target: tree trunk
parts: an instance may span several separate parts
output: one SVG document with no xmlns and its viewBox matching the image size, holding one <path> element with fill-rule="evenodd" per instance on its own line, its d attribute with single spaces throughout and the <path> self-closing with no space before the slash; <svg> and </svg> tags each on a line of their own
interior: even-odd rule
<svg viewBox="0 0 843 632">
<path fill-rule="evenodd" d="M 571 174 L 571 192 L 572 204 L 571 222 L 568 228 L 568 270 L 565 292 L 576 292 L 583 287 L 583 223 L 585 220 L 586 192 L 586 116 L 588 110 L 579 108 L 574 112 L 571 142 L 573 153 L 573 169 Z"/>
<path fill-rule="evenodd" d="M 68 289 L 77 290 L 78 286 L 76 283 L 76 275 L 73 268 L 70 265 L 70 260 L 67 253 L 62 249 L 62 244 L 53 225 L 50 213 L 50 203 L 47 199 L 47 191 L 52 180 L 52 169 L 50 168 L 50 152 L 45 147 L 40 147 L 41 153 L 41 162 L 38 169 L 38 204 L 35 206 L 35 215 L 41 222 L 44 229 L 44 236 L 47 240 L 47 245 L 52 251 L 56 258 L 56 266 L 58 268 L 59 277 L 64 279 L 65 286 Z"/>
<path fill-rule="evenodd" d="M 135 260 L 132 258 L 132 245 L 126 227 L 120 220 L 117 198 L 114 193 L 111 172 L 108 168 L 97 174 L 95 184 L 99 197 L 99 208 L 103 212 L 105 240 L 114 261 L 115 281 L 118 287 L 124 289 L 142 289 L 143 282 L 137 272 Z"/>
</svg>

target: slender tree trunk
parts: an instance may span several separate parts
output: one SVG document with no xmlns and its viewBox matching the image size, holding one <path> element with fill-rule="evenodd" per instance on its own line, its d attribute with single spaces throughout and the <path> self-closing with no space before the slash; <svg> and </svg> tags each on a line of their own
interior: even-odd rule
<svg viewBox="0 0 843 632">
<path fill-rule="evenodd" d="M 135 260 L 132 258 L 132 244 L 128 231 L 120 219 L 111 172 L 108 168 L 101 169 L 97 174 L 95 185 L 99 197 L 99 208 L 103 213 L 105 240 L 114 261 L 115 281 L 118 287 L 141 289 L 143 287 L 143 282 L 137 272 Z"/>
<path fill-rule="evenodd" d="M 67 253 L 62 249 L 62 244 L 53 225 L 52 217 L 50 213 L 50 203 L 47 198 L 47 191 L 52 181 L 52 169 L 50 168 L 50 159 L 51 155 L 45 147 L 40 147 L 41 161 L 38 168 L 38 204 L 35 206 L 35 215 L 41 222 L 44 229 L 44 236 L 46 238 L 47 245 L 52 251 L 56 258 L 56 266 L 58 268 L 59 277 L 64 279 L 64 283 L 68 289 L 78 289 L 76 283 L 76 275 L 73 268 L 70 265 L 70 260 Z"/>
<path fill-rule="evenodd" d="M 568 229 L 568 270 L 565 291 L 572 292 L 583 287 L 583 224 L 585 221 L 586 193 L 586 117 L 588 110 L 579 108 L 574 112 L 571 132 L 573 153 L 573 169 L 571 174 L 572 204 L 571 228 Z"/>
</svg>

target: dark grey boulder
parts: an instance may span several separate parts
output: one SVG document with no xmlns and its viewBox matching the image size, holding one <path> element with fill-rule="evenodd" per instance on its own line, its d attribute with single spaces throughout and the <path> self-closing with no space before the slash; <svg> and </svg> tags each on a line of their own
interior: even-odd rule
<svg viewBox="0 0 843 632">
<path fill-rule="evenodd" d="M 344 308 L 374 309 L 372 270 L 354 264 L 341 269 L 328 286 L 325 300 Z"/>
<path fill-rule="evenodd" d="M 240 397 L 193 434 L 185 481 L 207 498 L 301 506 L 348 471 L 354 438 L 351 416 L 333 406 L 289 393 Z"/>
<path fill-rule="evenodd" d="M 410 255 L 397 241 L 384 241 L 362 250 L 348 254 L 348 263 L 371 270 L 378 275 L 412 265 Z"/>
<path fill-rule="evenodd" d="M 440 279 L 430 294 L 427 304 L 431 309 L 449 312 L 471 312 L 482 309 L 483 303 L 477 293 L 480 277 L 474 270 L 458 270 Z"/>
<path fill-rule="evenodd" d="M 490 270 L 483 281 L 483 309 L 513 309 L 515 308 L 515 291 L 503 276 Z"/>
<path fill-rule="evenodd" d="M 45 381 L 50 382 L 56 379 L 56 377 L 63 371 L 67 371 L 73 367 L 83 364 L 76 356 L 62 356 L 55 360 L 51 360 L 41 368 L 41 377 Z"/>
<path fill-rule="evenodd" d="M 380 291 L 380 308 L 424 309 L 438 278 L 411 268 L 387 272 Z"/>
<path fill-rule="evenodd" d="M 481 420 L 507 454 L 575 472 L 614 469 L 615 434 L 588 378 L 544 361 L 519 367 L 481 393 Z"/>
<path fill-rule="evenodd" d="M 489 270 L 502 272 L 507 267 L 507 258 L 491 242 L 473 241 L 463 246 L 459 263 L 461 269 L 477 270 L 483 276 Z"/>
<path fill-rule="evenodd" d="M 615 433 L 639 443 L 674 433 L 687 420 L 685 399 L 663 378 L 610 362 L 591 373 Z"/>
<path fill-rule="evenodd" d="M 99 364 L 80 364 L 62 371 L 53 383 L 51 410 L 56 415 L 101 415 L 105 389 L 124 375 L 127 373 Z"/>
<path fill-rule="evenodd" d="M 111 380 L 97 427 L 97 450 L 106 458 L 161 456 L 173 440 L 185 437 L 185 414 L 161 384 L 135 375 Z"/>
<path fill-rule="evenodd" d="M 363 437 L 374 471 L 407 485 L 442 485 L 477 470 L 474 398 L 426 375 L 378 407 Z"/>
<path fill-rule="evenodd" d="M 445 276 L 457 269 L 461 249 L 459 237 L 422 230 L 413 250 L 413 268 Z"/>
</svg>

○ ○ ○ ○

DIRECTION: Can you copy all of the data above line for line, changing nothing?

WRITTEN RESPONSE:
target: tree trunk
parts: an instance may span several separate parts
output: one SVG document with no xmlns and its viewBox matching the image size, holding one <path> element with fill-rule="evenodd" per instance on its own line, its d attribute with single spaces throughout and the <path> self-closing with no space before the slash; <svg> and </svg> tags each on a line of their own
interior: even-odd rule
<svg viewBox="0 0 843 632">
<path fill-rule="evenodd" d="M 571 174 L 571 192 L 572 204 L 571 222 L 568 228 L 568 270 L 565 292 L 576 292 L 583 287 L 583 223 L 585 220 L 586 192 L 586 116 L 588 110 L 579 108 L 574 112 L 571 142 L 573 153 L 573 169 Z"/>
<path fill-rule="evenodd" d="M 68 289 L 77 290 L 78 286 L 76 283 L 76 275 L 73 268 L 70 265 L 70 260 L 67 253 L 62 249 L 62 244 L 53 225 L 50 213 L 50 203 L 47 199 L 47 191 L 52 180 L 52 169 L 50 168 L 50 152 L 45 147 L 40 147 L 41 153 L 41 162 L 38 169 L 38 204 L 35 206 L 35 215 L 41 222 L 44 229 L 44 236 L 47 240 L 47 245 L 52 251 L 56 258 L 56 266 L 58 268 L 59 277 L 64 279 L 65 286 Z"/>
<path fill-rule="evenodd" d="M 135 260 L 132 258 L 132 245 L 126 227 L 120 220 L 117 198 L 114 193 L 111 172 L 108 168 L 97 174 L 95 184 L 99 197 L 99 208 L 103 212 L 105 240 L 114 261 L 115 281 L 118 287 L 124 289 L 142 289 L 143 282 L 137 272 Z"/>
</svg>

target: slender tree trunk
parts: an instance may span several separate parts
output: one SVG document with no xmlns and its viewBox matching the image size, holding one <path> element with fill-rule="evenodd" per instance on its own line, its d attribute with single spaces throughout and the <path> self-closing with no space before the slash; <svg> and </svg> tags each on a line of their own
interior: even-odd rule
<svg viewBox="0 0 843 632">
<path fill-rule="evenodd" d="M 135 260 L 132 258 L 132 244 L 128 231 L 120 219 L 111 172 L 108 168 L 101 169 L 97 174 L 95 185 L 99 197 L 99 208 L 103 213 L 105 240 L 114 261 L 115 281 L 118 287 L 141 289 L 143 287 L 143 282 L 137 272 Z"/>
<path fill-rule="evenodd" d="M 67 253 L 62 249 L 62 244 L 53 225 L 52 217 L 50 213 L 50 203 L 47 198 L 47 191 L 52 181 L 52 169 L 50 168 L 50 159 L 51 155 L 45 147 L 40 147 L 41 161 L 38 168 L 38 204 L 35 206 L 35 215 L 41 222 L 44 229 L 44 236 L 46 238 L 47 245 L 52 251 L 56 258 L 56 266 L 58 268 L 59 277 L 64 279 L 64 283 L 68 289 L 78 289 L 76 283 L 76 275 L 73 268 L 70 265 L 70 260 Z"/>
<path fill-rule="evenodd" d="M 568 229 L 568 270 L 565 291 L 572 292 L 583 287 L 583 224 L 585 221 L 586 193 L 586 117 L 588 110 L 579 108 L 574 112 L 571 132 L 573 153 L 573 169 L 571 174 L 572 204 L 571 228 Z"/>
</svg>

target: dark grey boulder
parts: an instance may span several separate parts
output: one SVG document with no xmlns and its viewBox matching the image size, holding one <path> element with fill-rule="evenodd" per instance on its own line, its d attribute with single spaces throughout and the <path> self-closing with no space before the slash; <svg> and </svg> tags each on a line of their own
interior: even-odd rule
<svg viewBox="0 0 843 632">
<path fill-rule="evenodd" d="M 344 308 L 374 309 L 372 270 L 354 264 L 341 269 L 328 286 L 325 300 Z"/>
<path fill-rule="evenodd" d="M 240 397 L 193 434 L 185 481 L 207 498 L 301 506 L 348 471 L 354 438 L 351 416 L 333 406 L 289 393 Z"/>
<path fill-rule="evenodd" d="M 410 255 L 397 241 L 384 241 L 362 250 L 348 254 L 348 263 L 371 270 L 378 275 L 412 265 Z"/>
<path fill-rule="evenodd" d="M 440 279 L 430 294 L 427 304 L 431 309 L 449 312 L 471 312 L 482 309 L 483 303 L 477 293 L 480 277 L 474 270 L 458 270 Z"/>
<path fill-rule="evenodd" d="M 490 270 L 483 281 L 483 309 L 513 309 L 515 308 L 515 291 L 503 276 Z"/>
<path fill-rule="evenodd" d="M 45 381 L 50 382 L 56 379 L 56 377 L 63 371 L 67 371 L 73 367 L 83 364 L 76 356 L 62 356 L 55 360 L 51 360 L 41 368 L 41 377 Z"/>
<path fill-rule="evenodd" d="M 380 291 L 380 308 L 424 309 L 438 278 L 411 268 L 387 272 Z"/>
<path fill-rule="evenodd" d="M 481 420 L 507 454 L 575 472 L 614 469 L 615 434 L 588 378 L 544 361 L 519 367 L 481 393 Z"/>
<path fill-rule="evenodd" d="M 489 270 L 502 272 L 507 267 L 507 258 L 491 242 L 473 241 L 463 246 L 459 263 L 461 269 L 477 270 L 483 276 Z"/>
<path fill-rule="evenodd" d="M 615 433 L 639 443 L 674 433 L 687 420 L 685 399 L 663 378 L 610 362 L 591 373 Z"/>
<path fill-rule="evenodd" d="M 99 364 L 80 364 L 62 371 L 53 383 L 51 410 L 56 415 L 101 415 L 105 389 L 124 375 L 127 373 Z"/>
<path fill-rule="evenodd" d="M 111 380 L 97 427 L 97 450 L 106 458 L 161 456 L 173 440 L 185 437 L 185 414 L 161 384 L 135 375 Z"/>
<path fill-rule="evenodd" d="M 363 437 L 374 471 L 407 485 L 442 485 L 477 470 L 474 398 L 426 375 L 378 407 Z"/>
<path fill-rule="evenodd" d="M 445 276 L 457 269 L 461 249 L 459 237 L 422 230 L 413 250 L 413 268 Z"/>
</svg>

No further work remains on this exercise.